PROBLEM TO WORK ON ▸ Compute how many lines in the records below contain the string "negative" and give that number without other output.

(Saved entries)
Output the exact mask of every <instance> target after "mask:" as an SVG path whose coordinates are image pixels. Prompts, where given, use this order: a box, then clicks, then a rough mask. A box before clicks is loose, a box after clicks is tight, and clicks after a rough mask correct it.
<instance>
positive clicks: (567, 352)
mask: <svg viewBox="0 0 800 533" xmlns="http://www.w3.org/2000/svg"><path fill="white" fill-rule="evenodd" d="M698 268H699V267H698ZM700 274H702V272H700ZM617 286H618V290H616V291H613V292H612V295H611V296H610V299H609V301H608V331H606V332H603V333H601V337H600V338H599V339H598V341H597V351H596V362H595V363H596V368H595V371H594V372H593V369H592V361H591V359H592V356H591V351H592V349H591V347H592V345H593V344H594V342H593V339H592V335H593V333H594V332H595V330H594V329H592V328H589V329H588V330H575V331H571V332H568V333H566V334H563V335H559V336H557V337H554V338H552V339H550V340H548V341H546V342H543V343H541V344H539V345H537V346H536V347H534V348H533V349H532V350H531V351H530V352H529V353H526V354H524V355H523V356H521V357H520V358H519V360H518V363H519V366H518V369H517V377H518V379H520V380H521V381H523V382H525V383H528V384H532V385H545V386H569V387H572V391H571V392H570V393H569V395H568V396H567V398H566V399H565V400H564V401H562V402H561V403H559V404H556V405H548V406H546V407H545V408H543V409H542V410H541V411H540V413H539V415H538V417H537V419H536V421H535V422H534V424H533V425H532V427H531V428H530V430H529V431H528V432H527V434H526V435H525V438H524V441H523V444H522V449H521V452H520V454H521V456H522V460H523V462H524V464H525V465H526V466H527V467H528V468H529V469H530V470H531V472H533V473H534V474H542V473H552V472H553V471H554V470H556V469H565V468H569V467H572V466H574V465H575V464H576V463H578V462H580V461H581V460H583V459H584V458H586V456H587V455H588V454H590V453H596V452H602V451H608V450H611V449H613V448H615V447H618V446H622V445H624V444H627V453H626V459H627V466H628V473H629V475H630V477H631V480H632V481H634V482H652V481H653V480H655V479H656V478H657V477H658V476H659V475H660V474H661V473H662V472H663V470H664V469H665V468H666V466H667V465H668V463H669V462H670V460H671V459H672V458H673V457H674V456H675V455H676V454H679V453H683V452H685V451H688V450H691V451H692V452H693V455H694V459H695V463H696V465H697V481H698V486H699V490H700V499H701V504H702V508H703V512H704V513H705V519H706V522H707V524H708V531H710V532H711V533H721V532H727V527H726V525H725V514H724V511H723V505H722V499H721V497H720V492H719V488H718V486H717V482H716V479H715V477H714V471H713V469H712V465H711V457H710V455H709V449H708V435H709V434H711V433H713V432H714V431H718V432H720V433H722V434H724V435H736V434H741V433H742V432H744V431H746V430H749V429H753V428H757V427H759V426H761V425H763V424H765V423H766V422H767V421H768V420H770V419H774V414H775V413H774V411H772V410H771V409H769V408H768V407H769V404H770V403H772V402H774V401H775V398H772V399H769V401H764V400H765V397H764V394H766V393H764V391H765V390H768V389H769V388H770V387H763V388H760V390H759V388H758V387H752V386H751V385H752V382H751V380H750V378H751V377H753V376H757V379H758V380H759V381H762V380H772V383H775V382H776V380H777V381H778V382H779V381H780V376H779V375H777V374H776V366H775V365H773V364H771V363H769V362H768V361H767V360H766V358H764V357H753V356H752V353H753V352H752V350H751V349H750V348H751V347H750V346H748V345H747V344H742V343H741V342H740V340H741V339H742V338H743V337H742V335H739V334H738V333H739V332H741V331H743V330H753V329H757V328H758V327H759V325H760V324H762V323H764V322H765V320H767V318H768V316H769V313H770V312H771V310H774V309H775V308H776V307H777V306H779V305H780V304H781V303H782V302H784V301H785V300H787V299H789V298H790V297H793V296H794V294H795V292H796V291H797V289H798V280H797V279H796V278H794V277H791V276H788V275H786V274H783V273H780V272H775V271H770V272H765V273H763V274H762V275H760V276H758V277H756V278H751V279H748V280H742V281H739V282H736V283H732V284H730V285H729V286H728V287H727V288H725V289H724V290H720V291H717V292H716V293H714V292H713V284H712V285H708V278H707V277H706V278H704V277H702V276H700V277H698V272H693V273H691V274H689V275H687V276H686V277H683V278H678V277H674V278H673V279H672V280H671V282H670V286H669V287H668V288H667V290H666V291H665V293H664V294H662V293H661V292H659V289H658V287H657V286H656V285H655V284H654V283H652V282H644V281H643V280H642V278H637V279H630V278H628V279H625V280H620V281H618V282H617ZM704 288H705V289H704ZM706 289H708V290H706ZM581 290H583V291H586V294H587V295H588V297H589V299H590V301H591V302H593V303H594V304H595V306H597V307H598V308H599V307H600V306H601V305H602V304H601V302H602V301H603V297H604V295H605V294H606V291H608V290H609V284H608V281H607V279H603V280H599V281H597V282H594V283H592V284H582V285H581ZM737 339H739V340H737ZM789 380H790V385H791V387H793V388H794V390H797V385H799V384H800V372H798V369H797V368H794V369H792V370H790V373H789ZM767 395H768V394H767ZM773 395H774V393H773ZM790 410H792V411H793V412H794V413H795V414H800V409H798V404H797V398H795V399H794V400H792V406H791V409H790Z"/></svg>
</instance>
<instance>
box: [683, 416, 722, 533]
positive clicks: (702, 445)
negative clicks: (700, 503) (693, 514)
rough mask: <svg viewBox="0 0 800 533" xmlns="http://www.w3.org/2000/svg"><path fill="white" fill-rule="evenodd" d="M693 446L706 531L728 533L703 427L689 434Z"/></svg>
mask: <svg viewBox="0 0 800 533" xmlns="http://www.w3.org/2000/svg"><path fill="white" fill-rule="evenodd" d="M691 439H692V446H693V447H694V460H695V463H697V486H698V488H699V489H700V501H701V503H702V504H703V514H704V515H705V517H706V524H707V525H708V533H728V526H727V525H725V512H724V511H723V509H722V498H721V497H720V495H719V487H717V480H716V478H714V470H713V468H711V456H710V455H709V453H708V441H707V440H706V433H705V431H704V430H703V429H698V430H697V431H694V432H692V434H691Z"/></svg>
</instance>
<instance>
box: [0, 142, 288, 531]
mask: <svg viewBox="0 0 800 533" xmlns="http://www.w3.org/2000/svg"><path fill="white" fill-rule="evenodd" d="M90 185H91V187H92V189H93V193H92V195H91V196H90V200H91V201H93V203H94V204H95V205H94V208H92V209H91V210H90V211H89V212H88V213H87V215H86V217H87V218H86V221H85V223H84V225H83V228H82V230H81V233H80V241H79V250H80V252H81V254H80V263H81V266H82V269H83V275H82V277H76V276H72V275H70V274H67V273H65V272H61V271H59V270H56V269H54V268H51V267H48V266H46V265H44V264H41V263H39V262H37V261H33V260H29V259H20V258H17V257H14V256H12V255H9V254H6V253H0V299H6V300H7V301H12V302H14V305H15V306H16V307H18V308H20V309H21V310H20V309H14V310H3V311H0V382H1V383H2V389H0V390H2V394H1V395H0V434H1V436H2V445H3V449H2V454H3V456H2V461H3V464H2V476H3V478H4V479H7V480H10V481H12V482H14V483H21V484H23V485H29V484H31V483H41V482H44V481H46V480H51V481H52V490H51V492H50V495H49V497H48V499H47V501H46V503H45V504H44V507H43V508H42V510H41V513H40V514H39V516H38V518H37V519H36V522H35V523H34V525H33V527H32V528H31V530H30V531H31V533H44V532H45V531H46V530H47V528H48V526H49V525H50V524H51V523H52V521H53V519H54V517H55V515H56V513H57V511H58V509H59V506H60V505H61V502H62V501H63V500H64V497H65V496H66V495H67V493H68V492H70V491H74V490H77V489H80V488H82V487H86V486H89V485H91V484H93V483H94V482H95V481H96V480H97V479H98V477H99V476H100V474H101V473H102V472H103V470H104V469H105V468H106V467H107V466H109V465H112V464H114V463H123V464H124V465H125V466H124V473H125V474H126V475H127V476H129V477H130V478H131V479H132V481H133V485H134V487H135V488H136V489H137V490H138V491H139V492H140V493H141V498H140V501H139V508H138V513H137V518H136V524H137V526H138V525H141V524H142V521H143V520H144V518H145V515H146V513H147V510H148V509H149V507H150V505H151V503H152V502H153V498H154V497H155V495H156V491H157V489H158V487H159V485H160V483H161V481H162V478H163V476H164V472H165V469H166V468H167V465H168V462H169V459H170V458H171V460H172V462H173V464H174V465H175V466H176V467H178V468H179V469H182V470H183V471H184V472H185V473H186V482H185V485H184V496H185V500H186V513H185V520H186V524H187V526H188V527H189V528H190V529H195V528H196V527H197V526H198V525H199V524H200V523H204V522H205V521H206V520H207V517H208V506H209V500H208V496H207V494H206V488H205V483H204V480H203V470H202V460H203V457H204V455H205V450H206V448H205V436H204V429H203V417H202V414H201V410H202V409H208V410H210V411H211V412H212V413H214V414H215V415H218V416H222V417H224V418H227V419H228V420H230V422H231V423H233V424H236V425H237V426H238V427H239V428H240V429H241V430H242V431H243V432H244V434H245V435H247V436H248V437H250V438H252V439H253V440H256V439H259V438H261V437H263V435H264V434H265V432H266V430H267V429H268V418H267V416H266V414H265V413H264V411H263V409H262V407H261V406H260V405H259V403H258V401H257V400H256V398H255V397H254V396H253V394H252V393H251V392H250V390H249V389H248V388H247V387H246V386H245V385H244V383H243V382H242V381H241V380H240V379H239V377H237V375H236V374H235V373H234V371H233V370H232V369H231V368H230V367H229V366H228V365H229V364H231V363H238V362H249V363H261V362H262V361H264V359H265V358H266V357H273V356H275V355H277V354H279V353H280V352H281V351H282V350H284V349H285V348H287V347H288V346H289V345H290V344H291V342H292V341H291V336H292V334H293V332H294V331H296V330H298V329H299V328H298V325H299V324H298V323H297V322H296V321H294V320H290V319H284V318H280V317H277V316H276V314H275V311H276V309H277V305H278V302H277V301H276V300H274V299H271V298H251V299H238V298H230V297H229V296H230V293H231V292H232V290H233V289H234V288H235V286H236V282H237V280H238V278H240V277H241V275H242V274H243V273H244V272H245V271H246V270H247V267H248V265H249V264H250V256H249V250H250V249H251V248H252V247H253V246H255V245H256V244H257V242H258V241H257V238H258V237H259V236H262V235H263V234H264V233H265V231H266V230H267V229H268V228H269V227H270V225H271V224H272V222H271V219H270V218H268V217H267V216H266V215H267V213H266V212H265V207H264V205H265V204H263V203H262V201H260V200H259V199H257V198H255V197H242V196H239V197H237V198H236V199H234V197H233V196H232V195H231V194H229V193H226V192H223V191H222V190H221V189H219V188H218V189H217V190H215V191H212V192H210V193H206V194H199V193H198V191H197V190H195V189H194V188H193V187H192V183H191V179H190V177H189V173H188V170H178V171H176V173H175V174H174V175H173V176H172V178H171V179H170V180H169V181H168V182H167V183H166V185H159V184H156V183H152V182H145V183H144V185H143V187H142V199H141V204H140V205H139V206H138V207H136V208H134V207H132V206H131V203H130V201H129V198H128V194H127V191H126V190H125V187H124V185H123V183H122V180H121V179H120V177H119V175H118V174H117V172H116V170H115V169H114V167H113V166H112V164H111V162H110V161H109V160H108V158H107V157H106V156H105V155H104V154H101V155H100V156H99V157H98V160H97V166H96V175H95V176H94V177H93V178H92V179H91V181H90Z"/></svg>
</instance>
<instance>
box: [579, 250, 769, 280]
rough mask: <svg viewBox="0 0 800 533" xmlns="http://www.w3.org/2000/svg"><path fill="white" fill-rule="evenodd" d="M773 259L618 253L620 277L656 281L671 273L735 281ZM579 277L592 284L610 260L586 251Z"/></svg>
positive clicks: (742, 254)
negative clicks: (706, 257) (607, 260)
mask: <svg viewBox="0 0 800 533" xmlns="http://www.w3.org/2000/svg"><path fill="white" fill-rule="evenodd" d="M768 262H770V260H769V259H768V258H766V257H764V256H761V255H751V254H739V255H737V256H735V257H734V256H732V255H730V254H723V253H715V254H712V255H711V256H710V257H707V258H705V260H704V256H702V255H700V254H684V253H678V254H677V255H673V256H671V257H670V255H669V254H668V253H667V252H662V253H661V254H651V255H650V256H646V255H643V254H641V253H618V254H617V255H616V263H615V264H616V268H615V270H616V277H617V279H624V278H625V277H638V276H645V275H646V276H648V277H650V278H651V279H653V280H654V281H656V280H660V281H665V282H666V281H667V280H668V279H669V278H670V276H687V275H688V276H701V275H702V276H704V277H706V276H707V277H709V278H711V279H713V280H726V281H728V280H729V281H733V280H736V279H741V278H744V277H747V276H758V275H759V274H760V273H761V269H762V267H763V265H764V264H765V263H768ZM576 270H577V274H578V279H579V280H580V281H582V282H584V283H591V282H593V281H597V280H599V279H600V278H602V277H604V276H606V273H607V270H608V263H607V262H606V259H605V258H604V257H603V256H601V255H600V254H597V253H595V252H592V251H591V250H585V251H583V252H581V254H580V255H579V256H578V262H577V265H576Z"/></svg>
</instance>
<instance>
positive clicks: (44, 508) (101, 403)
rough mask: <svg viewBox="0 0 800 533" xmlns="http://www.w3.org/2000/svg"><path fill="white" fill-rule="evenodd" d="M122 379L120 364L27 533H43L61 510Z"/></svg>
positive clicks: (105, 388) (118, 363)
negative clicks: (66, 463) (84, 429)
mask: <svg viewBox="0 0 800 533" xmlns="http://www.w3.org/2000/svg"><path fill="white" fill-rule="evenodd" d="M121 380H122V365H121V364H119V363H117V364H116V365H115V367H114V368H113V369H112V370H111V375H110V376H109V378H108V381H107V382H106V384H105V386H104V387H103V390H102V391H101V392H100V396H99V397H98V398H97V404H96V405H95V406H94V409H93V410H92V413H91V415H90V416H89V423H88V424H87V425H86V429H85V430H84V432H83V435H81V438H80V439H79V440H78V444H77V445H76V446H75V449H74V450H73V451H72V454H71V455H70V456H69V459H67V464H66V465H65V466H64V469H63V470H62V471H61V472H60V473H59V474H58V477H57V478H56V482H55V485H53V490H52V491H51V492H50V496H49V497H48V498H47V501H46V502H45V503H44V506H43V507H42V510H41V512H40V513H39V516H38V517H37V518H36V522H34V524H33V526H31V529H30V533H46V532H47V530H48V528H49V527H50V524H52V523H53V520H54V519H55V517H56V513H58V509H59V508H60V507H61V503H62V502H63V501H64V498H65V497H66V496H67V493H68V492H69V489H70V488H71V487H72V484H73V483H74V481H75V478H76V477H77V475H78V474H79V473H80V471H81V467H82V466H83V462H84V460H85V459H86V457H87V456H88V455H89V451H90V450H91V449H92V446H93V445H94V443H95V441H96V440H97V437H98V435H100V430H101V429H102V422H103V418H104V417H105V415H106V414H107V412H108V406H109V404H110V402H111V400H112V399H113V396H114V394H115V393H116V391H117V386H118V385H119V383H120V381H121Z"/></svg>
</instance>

RESULT FOR THIS EXERCISE ▸ 3